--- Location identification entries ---
..........
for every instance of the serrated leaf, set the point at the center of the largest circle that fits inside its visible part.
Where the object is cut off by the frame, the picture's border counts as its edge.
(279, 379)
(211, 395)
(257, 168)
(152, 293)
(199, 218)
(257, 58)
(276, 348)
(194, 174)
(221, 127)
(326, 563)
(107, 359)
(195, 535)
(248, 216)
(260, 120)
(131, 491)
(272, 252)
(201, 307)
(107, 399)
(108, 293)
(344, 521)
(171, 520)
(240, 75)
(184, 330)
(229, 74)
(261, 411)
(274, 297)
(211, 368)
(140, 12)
..........
--- TASK REQUIREMENTS ---
Give each line of the data above as a JSON list of strings, one string per line, with blank lines left out.

--- ANSWER TO THE EXERCISE ---
[
  "for every instance of the serrated leaf, set the point at the center of the largest circle that fits inside its visible part.",
  "Where the object is cut off by the frame, the picture's border counts as its edge.",
  "(279, 379)",
  "(211, 395)",
  "(257, 168)",
  "(152, 293)",
  "(199, 218)",
  "(257, 58)",
  "(276, 348)",
  "(194, 174)",
  "(221, 127)",
  "(326, 563)",
  "(107, 359)",
  "(195, 535)",
  "(248, 216)",
  "(260, 120)",
  "(131, 491)",
  "(272, 252)",
  "(201, 307)",
  "(107, 399)",
  "(108, 293)",
  "(344, 521)",
  "(171, 520)",
  "(240, 75)",
  "(184, 330)",
  "(229, 74)",
  "(261, 411)",
  "(274, 297)",
  "(211, 368)",
  "(140, 12)"
]